**Quoted passage**:
----

During the fiscal year ended December 31, 2001, the Compensation Committee was comprised of Messrs. Smith, Snyderman and Troubh. Pursuant to our stock option plans, each member of the Compensation Committee was awarded options to purchase 15,000 shares of our common stock at $4.09 per share and 25,500 shares of our common stock at $5.00 per share.

ITEM 12: SECURITY OWNERSHIP OF CERTAIN BENEFICIAL OWNERS AND MANAGEMENT

The following table sets forth, as of March 20, 2002, certain information with respect to (i) each person (including any “group” as defined in Section 13(d)(3) of the Securities Exchange Act of 1934, as amended (the “Exchange Act”), known to us to own beneficially more than 5% of our Common Stock, (ii) each of our directors, (iii) each executive officer named in the Summary Compensation Table under “Executive Compensation” and (iv) all directors and executive officers as a group. In accordance with the rules promulgated by the SEC, such ownership includes shares currently owned, as well as shares that the named person has the right to acquire within 60 days of March 20, 2002, including, but not limited to, shares that the named person has the right to acquire through the exercise of any option. Except as otherwise indicated, we believe that the stockholders listed in the table have sole voting and investment powers with respect to the Common Stock shown as beneficially owned by them based on information provided to us by these stockholders. Percentage ownership is based on 32,418,371 shares of our common stock outstanding as of March 20, 2002.

Stock Ownership by Management, Directors and 5% Beneficial Owners

                 
    Number and Nature of        
Beneficial Owner   Shares Beneficially Owned   Percent of Class

 
 
Ironwood Capital Management, LLC
    2,195,800 (1)     6.8 %
 
Laurie A. Allen, Esq
    135,000 (2)     *  
 
Harvey J. Berger, M.D.
    1,787,747 (3)     5.4 %
 
David L. Berstein, Esq
    134,415 (4)     *  
 
Fritz Casselman
    52,329 (5)     *  
 
John D. Iuliucci, Ph.D.

----

**Supplied material**:

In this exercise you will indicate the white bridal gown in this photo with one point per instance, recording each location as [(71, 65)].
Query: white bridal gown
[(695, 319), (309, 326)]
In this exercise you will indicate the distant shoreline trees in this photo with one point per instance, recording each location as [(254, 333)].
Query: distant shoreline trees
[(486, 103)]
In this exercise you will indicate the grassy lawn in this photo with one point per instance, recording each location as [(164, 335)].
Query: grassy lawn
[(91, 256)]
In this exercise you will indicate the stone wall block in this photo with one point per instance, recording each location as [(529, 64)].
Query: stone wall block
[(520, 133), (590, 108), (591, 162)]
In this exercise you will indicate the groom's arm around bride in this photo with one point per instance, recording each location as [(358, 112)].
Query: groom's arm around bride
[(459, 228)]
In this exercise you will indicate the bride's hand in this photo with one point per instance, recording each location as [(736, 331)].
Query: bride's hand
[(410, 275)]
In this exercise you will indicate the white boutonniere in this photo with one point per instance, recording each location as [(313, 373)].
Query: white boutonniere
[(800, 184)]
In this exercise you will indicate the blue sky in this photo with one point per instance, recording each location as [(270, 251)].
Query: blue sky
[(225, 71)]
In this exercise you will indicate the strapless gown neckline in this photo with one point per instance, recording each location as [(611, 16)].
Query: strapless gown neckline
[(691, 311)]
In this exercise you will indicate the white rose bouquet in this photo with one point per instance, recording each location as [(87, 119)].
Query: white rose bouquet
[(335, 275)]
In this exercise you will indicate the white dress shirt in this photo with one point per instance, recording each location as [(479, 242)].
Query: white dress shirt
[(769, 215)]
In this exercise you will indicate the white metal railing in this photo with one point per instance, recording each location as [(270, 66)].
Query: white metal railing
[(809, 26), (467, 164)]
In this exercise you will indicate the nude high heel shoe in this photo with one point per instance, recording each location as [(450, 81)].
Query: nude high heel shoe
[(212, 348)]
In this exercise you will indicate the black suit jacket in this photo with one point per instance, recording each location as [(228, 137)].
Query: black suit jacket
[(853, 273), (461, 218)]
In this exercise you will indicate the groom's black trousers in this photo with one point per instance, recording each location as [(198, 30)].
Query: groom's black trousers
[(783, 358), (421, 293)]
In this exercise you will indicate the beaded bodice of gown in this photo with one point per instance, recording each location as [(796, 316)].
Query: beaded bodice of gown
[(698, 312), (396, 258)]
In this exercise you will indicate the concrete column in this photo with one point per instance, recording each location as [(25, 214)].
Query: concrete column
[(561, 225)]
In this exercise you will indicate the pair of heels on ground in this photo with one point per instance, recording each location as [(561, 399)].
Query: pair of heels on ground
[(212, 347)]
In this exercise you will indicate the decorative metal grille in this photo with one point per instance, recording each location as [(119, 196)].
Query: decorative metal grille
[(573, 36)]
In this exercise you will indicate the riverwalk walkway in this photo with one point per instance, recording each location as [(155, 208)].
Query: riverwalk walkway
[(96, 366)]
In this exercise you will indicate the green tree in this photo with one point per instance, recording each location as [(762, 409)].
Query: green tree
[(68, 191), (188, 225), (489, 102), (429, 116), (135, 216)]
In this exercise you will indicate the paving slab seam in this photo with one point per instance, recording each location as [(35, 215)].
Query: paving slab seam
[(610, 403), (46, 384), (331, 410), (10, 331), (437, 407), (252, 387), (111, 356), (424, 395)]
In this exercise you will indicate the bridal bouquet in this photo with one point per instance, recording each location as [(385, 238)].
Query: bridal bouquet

----

In the text on stock ownership, reproduce verbatim the part that begins at the words "During the fiscal" and stops after "at $5.00 per share.".

**Exercise response**:
During the fiscal year ended December 31, 2001, the Compensation Committee was comprised of Messrs. Smith, Snyderman and Troubh. Pursuant to our stock option plans, each member of the Compensation Committee was awarded options to purchase 15,000 shares of our common stock at $4.09 per share and 25,500 shares of our common stock at $5.00 per share.